Written exercise >> Swap "black coat" for "dark jacket" in the lines from the one containing "Category: person wearing fur hat" through the one containing "left=208, top=157, right=232, bottom=243", and output those lines again with nothing else altered.

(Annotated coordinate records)
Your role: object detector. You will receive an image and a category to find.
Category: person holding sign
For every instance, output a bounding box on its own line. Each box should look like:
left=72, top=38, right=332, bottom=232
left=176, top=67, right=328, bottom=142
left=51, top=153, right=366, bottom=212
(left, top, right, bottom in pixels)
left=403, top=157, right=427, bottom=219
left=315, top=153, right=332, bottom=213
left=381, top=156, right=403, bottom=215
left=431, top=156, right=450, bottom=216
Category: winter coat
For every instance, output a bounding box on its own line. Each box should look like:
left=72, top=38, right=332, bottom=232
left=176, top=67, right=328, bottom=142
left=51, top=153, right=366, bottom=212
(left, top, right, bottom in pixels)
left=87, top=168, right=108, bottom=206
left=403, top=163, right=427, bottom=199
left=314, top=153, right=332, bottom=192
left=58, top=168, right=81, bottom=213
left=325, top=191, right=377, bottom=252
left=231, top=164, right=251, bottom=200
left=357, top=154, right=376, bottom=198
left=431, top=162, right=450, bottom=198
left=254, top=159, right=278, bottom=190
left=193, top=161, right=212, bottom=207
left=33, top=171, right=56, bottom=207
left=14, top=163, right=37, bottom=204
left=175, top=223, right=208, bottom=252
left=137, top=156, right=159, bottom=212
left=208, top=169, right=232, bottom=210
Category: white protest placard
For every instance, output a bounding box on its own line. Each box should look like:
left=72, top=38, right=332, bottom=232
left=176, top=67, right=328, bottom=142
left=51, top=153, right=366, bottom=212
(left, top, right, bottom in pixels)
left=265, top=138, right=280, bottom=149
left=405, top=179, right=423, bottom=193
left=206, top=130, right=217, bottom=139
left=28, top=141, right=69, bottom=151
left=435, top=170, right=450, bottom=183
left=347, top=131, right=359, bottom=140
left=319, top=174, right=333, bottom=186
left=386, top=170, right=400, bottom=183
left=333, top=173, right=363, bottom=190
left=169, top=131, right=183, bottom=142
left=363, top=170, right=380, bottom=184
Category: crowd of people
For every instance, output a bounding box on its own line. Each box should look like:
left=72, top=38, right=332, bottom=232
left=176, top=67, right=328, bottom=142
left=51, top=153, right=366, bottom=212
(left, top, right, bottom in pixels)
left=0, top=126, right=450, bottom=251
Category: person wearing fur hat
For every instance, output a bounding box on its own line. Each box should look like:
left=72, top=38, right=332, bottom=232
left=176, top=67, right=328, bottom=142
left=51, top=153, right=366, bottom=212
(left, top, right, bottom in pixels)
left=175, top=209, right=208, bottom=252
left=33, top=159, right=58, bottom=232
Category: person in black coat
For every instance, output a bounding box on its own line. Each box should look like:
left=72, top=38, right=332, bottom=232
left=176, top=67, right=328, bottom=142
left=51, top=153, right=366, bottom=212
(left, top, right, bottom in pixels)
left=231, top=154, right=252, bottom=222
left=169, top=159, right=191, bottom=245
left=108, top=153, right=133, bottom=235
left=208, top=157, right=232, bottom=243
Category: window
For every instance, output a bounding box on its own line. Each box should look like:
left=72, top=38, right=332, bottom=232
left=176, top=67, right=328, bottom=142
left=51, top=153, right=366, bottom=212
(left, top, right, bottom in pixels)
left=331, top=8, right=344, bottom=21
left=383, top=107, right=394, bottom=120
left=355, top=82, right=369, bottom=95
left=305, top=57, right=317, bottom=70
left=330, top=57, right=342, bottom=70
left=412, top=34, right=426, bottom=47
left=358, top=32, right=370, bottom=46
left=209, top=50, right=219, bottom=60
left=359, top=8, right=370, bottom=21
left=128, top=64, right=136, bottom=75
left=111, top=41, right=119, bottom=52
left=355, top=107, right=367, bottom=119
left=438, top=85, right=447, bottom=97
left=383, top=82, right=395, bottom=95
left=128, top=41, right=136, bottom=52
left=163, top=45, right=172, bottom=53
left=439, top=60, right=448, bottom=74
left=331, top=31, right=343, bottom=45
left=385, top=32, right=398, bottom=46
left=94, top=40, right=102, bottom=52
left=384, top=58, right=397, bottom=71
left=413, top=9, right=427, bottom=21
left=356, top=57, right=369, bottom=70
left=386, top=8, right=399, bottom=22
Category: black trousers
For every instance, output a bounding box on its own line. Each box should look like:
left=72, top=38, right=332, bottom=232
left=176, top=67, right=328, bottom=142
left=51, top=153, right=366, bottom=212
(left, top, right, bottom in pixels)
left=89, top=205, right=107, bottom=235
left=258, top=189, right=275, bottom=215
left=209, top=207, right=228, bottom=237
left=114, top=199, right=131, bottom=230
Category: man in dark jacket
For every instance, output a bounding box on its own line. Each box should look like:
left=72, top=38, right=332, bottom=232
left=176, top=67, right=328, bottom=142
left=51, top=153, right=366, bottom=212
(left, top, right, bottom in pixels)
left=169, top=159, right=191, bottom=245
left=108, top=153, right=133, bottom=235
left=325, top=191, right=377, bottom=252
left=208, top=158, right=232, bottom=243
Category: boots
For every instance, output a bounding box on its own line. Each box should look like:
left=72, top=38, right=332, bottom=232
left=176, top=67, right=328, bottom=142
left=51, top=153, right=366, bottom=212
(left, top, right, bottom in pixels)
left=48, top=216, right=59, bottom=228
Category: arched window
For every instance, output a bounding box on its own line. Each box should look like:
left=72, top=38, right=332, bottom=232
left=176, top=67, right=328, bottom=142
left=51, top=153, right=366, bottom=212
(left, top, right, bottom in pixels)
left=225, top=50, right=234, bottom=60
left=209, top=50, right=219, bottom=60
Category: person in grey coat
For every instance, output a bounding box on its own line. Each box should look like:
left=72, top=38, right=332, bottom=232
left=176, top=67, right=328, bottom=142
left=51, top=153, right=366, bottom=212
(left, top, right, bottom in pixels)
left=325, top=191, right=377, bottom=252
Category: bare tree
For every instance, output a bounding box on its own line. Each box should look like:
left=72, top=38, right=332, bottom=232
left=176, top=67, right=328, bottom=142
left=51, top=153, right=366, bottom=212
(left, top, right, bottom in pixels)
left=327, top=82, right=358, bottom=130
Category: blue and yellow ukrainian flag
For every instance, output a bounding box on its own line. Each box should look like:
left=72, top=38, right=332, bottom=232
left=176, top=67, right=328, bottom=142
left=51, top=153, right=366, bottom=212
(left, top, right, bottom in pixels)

Answer >>
Category: person wearing fur hat
For every instance, output a bounding box on its own line. Each box should look like:
left=72, top=38, right=332, bottom=232
left=176, top=67, right=328, bottom=142
left=51, top=153, right=366, bottom=212
(left, top, right, bottom in pixels)
left=175, top=209, right=208, bottom=252
left=33, top=159, right=58, bottom=232
Category: person in dark jacket
For every instance, output a bounding box on its own line. Each box should look like:
left=72, top=38, right=332, bottom=232
left=176, top=67, right=328, bottom=142
left=51, top=153, right=366, bottom=212
(left, top, right, bottom in pixels)
left=231, top=154, right=252, bottom=222
left=169, top=159, right=191, bottom=245
left=108, top=153, right=133, bottom=235
left=208, top=157, right=232, bottom=243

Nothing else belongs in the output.